ASSIGNED TASK → Within the records below, find each line with the word "white" and copy it out.

[Records drawn from a dataset]
┏━━
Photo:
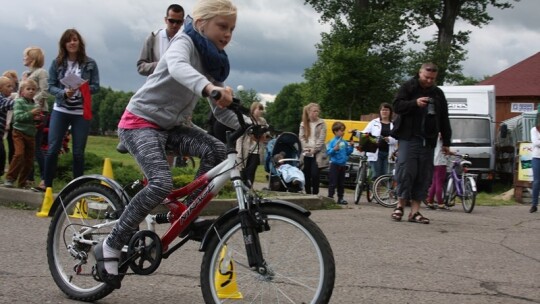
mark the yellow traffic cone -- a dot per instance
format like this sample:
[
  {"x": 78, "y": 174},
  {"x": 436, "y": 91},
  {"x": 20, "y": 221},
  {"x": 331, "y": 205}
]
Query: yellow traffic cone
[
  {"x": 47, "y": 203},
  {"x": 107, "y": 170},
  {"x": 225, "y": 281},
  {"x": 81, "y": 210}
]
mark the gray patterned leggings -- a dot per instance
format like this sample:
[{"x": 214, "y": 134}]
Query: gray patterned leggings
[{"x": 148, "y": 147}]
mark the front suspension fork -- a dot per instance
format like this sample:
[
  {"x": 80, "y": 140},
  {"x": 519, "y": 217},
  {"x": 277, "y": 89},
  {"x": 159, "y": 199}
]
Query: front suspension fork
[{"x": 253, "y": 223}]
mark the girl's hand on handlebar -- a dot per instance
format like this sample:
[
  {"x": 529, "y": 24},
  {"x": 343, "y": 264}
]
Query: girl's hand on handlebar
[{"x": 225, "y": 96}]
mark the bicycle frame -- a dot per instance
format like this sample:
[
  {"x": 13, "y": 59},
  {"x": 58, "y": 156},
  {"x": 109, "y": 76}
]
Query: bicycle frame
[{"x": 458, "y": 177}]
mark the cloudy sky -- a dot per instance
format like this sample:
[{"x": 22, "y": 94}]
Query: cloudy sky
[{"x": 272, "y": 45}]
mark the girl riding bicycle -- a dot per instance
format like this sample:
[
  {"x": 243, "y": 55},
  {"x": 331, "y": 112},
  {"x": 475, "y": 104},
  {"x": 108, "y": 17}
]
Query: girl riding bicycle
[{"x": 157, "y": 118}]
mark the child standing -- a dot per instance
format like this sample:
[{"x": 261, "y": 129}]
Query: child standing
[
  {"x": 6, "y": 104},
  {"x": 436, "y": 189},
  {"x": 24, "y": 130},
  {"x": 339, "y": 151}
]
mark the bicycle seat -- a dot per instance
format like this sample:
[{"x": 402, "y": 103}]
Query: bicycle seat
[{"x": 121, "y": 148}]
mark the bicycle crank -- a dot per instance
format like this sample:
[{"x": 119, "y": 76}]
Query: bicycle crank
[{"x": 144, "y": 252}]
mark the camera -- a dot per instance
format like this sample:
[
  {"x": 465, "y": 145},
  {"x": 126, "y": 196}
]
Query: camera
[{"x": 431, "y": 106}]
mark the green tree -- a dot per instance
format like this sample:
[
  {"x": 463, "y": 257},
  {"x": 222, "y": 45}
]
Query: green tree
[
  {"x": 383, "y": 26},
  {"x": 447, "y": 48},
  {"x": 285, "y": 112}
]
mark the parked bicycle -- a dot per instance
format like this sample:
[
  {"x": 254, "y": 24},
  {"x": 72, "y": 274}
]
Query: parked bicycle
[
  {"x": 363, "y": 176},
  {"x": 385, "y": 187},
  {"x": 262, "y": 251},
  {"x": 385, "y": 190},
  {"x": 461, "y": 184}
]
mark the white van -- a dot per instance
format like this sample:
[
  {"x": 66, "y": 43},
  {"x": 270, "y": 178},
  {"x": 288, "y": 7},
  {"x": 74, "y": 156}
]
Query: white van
┗━━
┏━━
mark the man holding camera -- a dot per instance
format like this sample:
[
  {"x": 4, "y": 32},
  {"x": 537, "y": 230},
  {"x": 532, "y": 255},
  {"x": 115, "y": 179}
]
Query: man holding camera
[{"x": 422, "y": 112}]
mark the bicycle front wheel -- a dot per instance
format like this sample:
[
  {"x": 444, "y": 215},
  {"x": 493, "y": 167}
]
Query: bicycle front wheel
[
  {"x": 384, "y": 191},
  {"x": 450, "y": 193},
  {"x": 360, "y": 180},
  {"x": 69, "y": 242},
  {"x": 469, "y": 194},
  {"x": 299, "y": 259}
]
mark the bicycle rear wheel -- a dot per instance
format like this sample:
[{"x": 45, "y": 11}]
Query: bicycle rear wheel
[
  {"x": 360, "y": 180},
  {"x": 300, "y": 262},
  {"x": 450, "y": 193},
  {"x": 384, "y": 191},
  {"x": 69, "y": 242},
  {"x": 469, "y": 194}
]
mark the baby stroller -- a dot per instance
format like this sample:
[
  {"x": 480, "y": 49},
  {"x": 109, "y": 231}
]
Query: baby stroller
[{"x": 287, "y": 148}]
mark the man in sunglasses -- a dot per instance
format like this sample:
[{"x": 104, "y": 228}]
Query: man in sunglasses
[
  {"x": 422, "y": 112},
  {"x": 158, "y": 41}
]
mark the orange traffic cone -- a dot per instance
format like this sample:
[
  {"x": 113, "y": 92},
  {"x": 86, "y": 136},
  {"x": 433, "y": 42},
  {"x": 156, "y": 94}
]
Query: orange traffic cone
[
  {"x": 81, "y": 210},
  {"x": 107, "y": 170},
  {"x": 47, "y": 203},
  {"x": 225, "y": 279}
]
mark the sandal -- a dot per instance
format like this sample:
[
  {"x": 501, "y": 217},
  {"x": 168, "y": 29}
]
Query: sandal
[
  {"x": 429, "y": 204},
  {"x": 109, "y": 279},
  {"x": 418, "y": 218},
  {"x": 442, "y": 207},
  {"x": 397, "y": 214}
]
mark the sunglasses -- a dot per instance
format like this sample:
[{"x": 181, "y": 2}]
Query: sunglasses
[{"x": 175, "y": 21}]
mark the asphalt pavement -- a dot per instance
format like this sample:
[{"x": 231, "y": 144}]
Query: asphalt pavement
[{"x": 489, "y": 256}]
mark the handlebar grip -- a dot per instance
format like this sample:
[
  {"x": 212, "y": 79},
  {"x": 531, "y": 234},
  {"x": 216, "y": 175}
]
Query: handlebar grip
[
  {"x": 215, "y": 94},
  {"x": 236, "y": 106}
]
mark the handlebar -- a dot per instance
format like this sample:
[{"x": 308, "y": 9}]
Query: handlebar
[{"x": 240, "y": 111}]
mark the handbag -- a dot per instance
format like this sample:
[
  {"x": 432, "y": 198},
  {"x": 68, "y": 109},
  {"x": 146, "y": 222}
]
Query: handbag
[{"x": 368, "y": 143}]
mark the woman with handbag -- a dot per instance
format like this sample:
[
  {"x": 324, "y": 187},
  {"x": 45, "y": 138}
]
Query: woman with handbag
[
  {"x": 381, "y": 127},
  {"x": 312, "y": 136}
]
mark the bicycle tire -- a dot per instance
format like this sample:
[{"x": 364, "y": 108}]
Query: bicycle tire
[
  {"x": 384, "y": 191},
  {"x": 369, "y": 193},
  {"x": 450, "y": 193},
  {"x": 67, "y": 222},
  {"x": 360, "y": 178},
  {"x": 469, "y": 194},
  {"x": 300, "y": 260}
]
┗━━
TASK RESULT →
mark the white van -- a dot per instance
Query: white van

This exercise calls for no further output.